DATA start

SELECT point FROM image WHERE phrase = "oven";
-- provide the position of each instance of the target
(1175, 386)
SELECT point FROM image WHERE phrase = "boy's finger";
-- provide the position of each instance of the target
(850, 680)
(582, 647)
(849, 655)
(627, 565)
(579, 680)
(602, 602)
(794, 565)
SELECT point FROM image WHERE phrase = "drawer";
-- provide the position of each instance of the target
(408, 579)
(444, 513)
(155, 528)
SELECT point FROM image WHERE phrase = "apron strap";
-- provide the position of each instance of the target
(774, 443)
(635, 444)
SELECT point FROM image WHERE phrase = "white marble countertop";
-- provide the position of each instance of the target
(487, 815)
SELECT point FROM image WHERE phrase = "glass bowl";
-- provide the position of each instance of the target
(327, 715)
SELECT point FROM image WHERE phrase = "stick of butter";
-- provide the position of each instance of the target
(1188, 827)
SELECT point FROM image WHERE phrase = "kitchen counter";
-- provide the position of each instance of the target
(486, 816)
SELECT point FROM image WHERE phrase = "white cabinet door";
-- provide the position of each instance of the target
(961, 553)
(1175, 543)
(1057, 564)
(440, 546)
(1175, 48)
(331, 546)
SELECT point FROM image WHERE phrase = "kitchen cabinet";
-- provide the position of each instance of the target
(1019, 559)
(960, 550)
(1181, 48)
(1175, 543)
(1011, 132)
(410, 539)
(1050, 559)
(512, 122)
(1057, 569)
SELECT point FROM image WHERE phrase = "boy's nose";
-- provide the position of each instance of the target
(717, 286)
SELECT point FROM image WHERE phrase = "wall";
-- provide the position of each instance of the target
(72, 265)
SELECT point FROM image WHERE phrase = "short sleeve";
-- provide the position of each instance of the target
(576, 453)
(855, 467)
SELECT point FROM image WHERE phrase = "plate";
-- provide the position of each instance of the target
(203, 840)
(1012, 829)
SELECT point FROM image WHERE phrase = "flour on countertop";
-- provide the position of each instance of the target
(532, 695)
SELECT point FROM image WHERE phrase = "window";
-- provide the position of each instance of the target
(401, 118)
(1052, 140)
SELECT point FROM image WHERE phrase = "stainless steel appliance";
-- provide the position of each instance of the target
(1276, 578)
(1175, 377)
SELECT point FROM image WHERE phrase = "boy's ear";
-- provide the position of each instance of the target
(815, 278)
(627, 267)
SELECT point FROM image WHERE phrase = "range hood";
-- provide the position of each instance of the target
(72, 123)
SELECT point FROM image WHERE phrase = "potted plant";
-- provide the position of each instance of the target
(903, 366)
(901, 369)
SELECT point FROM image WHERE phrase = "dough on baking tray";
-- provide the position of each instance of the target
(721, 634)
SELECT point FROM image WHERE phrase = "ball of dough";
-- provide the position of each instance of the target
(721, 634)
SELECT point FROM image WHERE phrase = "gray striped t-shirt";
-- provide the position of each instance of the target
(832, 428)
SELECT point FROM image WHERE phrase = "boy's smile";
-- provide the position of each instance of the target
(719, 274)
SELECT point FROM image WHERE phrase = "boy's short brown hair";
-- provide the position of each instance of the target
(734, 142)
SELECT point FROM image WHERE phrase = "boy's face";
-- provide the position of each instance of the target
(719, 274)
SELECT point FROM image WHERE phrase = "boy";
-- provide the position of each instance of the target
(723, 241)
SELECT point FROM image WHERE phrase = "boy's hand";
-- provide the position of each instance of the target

DATA end

REQUIREMENT:
Reproduce the material above, every line of it, exactly.

ANSWER:
SELECT point FROM image WHERE phrase = "oven";
-- provide the position of each instance of the target
(1175, 386)
SELECT point FROM image WHERE phrase = "boy's finger";
-- provide the position of each instance of the target
(850, 680)
(582, 647)
(849, 655)
(627, 565)
(579, 680)
(602, 602)
(794, 565)
SELECT point FROM image WHERE phrase = "drawer";
-- provide the position of each instance of the target
(408, 579)
(444, 513)
(155, 528)
SELECT point FROM image WHERE phrase = "apron strap";
-- provide the position of each instance of the target
(774, 443)
(635, 444)
SELECT point FROM image WHERE phrase = "white marble countertop";
-- provide the position of each instance of the target
(487, 815)
SELECT point FROM image WHERE phrase = "glass bowl";
-- provide the position of each instance of the target
(327, 715)
SELECT point FROM image WHERE phrase = "stick of butter";
-- provide the position of each instance of the target
(1188, 827)
SELECT point FROM image WHERE phrase = "kitchen counter";
-- provide the position of each instance of the target
(486, 816)
SELECT point FROM image WHERE phrase = "white cabinet door";
-- provide the position of each instance of the target
(961, 553)
(1175, 543)
(1057, 564)
(440, 546)
(1175, 48)
(331, 546)
SELECT point FROM image WHERE phrase = "kitchen cabinet";
-- provide the position of each instance of the target
(1019, 559)
(960, 550)
(1181, 48)
(1175, 543)
(1011, 132)
(410, 539)
(1050, 559)
(512, 122)
(1057, 569)
SELECT point FROM image WHERE phrase = "boy's nose";
-- provide the position of each instance of the target
(717, 286)
SELECT point FROM image WHERE phrase = "wall";
-- provide the position of each instance of the target
(72, 265)
SELECT point FROM image WHERE phrase = "short sleeve";
-- provide the position of each instance of the target
(576, 453)
(855, 467)
SELECT point FROM image WHERE phrase = "plate";
-- provide the position of each instance of the target
(203, 840)
(1012, 829)
SELECT point FROM image WHERE phrase = "flour on countertop";
-- provide the position of each instance of the target
(532, 695)
SELECT point FROM image WHERE phrase = "window";
-- provide the position of each instance of the target
(401, 118)
(1052, 140)
SELECT point FROM image WHERE phrase = "stainless steel appliance";
-- provide the position of each instance of the target
(1276, 578)
(1175, 377)
SELECT point FROM image WHERE phrase = "boy's ear";
-- provide the position of each instance of the target
(815, 278)
(627, 267)
SELECT point FROM image WHERE phrase = "range hood";
-- provide the position of each instance of the target
(72, 123)
SELECT point FROM image WHERE phrase = "potted plant";
-- provide the position of each instance of the target
(903, 366)
(901, 369)
SELECT point FROM image WHERE phrase = "dough on baking tray";
-- provide the position of each instance of the target
(721, 634)
SELECT point FROM image WHERE phrase = "ball of dough";
-- provide the position of each instance of the target
(721, 634)
SELECT point FROM image WHERE phrase = "gray striped t-shirt";
-- provide the position of each instance of the target
(832, 428)
SELECT point FROM image WHERE phrase = "boy's smile";
-- provide the position of each instance of the target
(719, 274)
SELECT point FROM image WHERE phrase = "boy's short brown hair";
-- provide the position of each instance of the target
(734, 142)
SELECT point FROM image WHERE phrase = "boy's face";
-- provide the position of each instance of the target
(719, 274)
SELECT point FROM image WHERE phrase = "boy";
-- provide the position of each instance of the target
(723, 241)
SELECT point FROM image WHERE phrase = "boy's hand";
-- provide the position of each instance of the target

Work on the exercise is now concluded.